■ PROBLEM
From the records that follow, give the number of lines that include the word "below", with no further words.

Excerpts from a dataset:

------------------------------------

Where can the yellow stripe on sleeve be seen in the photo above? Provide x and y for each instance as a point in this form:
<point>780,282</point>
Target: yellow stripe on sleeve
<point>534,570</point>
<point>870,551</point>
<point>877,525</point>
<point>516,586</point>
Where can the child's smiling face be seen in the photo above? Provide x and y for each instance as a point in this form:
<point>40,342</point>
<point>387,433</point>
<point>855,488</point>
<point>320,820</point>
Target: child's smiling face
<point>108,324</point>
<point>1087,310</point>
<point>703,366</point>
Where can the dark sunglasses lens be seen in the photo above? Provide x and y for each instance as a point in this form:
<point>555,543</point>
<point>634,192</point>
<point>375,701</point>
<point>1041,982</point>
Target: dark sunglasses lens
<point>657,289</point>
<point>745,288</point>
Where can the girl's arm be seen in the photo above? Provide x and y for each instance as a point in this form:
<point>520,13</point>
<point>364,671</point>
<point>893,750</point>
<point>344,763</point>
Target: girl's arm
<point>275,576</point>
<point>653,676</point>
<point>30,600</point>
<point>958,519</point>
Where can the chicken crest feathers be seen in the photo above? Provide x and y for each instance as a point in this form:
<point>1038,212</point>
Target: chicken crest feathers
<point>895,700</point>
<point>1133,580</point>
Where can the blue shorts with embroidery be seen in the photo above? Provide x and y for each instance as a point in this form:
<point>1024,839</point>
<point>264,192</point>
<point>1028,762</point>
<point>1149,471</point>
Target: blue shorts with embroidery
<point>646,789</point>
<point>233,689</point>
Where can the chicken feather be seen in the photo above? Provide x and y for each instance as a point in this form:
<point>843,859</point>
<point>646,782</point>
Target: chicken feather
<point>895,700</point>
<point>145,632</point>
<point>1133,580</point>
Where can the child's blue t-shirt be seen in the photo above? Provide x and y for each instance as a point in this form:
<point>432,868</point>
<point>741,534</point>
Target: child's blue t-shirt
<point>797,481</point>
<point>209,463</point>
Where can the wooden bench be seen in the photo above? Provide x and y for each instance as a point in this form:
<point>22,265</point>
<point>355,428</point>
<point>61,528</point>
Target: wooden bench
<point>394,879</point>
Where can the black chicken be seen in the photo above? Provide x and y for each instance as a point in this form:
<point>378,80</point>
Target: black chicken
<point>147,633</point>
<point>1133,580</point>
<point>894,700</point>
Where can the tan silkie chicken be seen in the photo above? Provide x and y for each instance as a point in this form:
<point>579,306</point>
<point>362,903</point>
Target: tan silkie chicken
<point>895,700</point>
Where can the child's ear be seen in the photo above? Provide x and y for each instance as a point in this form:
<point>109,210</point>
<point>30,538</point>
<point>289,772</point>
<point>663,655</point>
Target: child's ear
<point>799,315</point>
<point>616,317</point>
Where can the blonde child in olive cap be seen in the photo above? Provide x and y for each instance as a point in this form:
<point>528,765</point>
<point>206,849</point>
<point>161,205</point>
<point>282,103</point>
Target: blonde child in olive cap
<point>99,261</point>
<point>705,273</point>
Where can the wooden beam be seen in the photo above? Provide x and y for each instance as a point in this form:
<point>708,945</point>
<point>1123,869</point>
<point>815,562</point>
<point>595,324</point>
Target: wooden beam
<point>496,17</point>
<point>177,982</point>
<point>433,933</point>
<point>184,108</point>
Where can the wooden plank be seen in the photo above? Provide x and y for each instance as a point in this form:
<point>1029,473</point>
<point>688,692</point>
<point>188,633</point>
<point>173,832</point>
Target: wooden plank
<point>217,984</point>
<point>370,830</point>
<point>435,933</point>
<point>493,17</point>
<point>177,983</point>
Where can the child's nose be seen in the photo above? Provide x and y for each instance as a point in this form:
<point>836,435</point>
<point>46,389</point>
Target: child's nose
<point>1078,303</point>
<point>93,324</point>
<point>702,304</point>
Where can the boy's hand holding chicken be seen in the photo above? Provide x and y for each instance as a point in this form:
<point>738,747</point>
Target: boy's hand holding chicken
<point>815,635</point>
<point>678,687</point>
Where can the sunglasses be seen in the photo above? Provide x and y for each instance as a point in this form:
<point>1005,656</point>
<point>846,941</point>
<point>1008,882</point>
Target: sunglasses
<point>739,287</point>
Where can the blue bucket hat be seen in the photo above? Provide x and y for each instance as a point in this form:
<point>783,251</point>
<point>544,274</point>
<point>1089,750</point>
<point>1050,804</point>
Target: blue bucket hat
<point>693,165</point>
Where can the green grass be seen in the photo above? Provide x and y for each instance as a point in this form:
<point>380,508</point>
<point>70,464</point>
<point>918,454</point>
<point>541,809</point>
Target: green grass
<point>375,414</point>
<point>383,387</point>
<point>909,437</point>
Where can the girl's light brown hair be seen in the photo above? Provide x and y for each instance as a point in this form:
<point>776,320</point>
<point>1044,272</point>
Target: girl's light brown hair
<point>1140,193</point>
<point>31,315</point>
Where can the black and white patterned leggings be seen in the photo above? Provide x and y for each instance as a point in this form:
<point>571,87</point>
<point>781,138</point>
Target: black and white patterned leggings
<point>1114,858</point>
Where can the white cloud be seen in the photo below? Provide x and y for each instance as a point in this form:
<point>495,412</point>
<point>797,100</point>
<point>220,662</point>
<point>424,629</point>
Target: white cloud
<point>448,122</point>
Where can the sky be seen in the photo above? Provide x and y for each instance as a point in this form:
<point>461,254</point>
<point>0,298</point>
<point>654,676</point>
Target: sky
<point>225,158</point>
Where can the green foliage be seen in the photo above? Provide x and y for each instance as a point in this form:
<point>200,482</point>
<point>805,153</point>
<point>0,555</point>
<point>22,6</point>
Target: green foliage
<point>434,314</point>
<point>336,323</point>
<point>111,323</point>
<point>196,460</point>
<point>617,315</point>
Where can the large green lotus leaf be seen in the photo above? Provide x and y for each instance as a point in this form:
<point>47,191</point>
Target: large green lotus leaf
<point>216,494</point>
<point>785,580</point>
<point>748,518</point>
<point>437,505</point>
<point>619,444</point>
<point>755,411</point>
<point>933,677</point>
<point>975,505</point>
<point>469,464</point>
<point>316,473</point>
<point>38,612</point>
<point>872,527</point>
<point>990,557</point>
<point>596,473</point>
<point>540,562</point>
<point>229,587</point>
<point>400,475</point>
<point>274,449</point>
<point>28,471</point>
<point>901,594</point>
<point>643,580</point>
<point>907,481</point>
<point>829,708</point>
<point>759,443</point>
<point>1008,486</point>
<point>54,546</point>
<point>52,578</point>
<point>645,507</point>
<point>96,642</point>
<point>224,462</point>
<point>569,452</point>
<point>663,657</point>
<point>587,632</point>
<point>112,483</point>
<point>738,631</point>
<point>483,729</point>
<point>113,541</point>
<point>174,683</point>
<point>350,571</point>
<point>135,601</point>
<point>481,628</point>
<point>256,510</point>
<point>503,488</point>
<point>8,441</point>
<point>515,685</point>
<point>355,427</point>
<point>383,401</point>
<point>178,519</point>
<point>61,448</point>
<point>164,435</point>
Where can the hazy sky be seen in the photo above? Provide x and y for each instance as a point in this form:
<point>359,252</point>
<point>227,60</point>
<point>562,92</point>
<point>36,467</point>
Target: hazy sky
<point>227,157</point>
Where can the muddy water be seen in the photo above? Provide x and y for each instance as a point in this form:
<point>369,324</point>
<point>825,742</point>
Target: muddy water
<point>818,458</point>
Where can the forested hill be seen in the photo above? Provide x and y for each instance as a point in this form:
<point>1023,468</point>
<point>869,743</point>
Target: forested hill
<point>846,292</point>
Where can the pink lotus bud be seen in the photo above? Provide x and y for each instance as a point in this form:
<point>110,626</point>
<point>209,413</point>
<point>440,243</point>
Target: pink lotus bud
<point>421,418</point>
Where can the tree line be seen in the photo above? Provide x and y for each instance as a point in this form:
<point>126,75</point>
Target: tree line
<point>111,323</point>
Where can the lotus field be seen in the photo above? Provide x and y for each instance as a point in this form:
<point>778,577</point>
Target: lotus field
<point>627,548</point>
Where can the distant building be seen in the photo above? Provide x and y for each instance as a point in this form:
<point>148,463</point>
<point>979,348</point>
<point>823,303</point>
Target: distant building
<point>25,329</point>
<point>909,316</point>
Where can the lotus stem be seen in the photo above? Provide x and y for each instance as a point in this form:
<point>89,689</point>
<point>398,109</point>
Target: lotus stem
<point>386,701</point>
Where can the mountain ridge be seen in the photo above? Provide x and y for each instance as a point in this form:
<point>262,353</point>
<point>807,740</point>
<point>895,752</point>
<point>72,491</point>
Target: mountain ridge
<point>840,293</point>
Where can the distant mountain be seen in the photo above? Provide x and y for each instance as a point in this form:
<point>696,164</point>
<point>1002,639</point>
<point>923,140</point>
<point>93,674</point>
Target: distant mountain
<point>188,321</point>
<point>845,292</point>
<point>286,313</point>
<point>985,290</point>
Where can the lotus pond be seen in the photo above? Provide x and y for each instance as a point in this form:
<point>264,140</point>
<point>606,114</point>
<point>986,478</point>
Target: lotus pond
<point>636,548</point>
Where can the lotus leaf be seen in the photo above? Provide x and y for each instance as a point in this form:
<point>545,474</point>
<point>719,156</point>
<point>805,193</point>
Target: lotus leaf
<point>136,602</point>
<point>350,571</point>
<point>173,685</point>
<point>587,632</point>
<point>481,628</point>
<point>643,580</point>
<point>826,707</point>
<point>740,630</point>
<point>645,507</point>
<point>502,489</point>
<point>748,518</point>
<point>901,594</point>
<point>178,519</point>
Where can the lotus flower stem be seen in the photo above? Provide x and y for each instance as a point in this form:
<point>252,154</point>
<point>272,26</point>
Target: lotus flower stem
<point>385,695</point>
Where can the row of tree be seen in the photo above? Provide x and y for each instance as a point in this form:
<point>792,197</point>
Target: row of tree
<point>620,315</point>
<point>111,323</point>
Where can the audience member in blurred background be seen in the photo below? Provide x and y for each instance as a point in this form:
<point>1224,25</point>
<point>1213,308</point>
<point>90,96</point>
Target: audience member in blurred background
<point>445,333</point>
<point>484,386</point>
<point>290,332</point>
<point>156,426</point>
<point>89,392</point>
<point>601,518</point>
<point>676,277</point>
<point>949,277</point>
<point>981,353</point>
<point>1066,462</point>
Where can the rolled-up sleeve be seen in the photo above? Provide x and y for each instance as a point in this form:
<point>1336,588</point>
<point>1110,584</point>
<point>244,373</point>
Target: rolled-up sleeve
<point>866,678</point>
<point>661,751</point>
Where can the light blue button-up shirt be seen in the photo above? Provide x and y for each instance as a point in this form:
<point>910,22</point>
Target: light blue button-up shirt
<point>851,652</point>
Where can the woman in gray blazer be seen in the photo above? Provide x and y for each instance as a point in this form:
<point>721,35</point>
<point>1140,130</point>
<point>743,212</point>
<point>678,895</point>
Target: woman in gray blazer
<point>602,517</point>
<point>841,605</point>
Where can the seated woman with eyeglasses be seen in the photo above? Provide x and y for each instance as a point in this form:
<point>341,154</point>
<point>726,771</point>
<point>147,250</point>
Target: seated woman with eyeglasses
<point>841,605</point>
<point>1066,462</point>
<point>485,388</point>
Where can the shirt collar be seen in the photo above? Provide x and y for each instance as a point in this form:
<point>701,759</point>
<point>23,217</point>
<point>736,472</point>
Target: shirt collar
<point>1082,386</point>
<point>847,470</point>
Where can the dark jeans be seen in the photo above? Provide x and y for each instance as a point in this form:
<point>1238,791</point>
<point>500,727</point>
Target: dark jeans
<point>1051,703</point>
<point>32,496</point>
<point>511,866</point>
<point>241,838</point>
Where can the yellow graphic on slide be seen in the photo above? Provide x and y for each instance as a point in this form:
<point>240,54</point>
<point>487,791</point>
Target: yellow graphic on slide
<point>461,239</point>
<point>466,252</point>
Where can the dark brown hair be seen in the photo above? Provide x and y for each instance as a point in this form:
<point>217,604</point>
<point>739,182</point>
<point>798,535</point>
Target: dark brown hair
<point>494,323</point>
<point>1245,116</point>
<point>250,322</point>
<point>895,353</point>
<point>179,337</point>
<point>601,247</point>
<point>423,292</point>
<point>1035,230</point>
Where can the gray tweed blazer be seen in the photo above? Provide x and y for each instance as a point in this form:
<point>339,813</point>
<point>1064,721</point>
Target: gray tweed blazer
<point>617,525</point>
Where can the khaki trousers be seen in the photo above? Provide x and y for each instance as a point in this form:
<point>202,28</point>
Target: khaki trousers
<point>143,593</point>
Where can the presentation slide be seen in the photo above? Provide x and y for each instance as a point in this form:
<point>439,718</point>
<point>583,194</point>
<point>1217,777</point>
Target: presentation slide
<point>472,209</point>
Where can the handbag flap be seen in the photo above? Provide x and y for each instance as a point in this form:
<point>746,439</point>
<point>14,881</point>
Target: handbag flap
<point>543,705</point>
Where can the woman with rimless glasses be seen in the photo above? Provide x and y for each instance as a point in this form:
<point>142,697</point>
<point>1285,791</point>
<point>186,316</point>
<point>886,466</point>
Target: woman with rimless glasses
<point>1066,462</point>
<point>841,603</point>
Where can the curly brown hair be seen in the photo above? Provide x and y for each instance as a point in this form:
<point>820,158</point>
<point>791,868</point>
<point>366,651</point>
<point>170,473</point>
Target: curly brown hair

------------------------------------

■ ANSWER
2